(Collected data)
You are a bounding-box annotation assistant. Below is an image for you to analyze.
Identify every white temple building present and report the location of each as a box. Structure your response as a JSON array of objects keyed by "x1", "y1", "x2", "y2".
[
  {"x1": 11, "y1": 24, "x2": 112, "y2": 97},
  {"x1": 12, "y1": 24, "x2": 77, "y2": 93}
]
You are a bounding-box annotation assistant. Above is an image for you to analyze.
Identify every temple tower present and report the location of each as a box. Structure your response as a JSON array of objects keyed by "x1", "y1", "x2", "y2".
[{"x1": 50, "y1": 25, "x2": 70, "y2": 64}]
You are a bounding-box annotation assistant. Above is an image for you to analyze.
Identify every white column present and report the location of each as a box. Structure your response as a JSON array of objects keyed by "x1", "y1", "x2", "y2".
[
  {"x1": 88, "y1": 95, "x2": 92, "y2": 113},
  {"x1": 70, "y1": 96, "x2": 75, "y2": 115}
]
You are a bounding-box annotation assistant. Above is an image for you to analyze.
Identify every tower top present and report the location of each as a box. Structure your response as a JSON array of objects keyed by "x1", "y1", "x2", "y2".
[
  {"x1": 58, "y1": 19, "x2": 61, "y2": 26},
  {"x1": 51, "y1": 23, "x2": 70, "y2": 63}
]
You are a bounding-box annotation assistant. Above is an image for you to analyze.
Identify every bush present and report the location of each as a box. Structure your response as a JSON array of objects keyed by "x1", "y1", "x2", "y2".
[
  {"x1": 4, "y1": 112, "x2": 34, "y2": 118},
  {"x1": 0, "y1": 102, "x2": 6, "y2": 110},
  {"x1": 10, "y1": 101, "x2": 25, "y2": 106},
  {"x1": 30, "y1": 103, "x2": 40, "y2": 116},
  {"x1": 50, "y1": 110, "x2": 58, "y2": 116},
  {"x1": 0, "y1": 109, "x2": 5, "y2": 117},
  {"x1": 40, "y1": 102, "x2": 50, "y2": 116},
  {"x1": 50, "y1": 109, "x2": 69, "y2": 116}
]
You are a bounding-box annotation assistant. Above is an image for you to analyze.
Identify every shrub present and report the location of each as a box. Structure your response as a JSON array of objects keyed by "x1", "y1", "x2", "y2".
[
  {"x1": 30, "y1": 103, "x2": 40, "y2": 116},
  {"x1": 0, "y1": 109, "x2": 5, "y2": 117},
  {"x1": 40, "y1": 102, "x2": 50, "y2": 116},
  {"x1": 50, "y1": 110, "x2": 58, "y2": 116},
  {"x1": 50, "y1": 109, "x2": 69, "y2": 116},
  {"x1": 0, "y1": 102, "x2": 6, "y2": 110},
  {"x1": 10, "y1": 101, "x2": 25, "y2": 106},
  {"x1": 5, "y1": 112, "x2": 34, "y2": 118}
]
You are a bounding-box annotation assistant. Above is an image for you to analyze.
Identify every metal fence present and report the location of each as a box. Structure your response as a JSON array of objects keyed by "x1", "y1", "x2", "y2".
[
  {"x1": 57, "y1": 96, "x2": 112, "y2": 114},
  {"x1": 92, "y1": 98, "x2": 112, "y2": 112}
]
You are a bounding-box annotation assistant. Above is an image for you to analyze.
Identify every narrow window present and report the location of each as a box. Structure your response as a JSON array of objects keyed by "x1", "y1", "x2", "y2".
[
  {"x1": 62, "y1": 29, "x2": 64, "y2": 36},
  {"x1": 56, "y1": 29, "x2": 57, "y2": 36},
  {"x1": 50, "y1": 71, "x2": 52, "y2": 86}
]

▸ Work request:
Each line of the data must be returned exactly.

▸ Response area:
You are a bounding-box annotation assistant. Below is an image for you to analyze.
Identify every white temple building present and report the location of each as a box. Structure your response as a JSON array of objects keyed by "x1", "y1", "x2", "y2".
[
  {"x1": 11, "y1": 24, "x2": 112, "y2": 97},
  {"x1": 12, "y1": 24, "x2": 77, "y2": 93}
]
You are a bounding-box annotation assistant. Above is an image for you to analyze.
Identify every temple tower present and report the location of each as a box. Structure your response as a JSON array of objects keyed by "x1", "y1", "x2", "y2".
[{"x1": 50, "y1": 25, "x2": 70, "y2": 64}]
You are a bounding-box annotation assistant. Above is an image for you to analyze.
Identify every white column present and report the location of each as a box. Structure your response as a JSON array of objects keyed by "x1", "y1", "x2", "y2".
[
  {"x1": 88, "y1": 95, "x2": 92, "y2": 113},
  {"x1": 70, "y1": 96, "x2": 75, "y2": 115}
]
You are a bounding-box annotation assistant. Above is an image for you to analyze.
Identify every tower top present and report the location of each as a box. Structure your response as a JSON array of objects keyed by "x1", "y1", "x2", "y2".
[
  {"x1": 58, "y1": 19, "x2": 61, "y2": 26},
  {"x1": 51, "y1": 23, "x2": 70, "y2": 63}
]
You are a bounding-box annotation assistant. Above is an image for you to analyze.
Identify every bush present and report the location of each as a box. Structure your response as a JSON array of objects keyed by "x1", "y1", "x2", "y2".
[
  {"x1": 4, "y1": 112, "x2": 34, "y2": 118},
  {"x1": 0, "y1": 102, "x2": 6, "y2": 110},
  {"x1": 10, "y1": 101, "x2": 25, "y2": 106},
  {"x1": 30, "y1": 103, "x2": 40, "y2": 116},
  {"x1": 50, "y1": 110, "x2": 58, "y2": 116},
  {"x1": 0, "y1": 109, "x2": 5, "y2": 117},
  {"x1": 40, "y1": 102, "x2": 50, "y2": 116},
  {"x1": 50, "y1": 109, "x2": 69, "y2": 116}
]
You are a bounding-box annotation assistant. Above is an image for you to analyze.
Identify every shrub present and report the location of each as a box. Structure your response as a JSON array of objects keyed by "x1", "y1", "x2", "y2".
[
  {"x1": 30, "y1": 103, "x2": 40, "y2": 116},
  {"x1": 0, "y1": 109, "x2": 5, "y2": 117},
  {"x1": 40, "y1": 102, "x2": 50, "y2": 116},
  {"x1": 50, "y1": 110, "x2": 58, "y2": 116},
  {"x1": 50, "y1": 109, "x2": 69, "y2": 116},
  {"x1": 0, "y1": 102, "x2": 6, "y2": 110},
  {"x1": 10, "y1": 101, "x2": 25, "y2": 106},
  {"x1": 5, "y1": 112, "x2": 34, "y2": 118}
]
You are a bounding-box annotation assistant. Above is an image for you to analyze.
Identify every metal fence present and report the location of each as a box. Structure your response as a JSON array of objects keyed by "x1", "y1", "x2", "y2".
[
  {"x1": 57, "y1": 96, "x2": 112, "y2": 114},
  {"x1": 92, "y1": 98, "x2": 112, "y2": 112}
]
You are a bounding-box annotation assistant. Above is an image for you to analyze.
Identify every narrow window present and report the location of each as a box. Structure your response as a JSON array of objects keyed by "x1", "y1", "x2", "y2".
[
  {"x1": 62, "y1": 29, "x2": 64, "y2": 36},
  {"x1": 56, "y1": 29, "x2": 57, "y2": 36},
  {"x1": 50, "y1": 71, "x2": 52, "y2": 86}
]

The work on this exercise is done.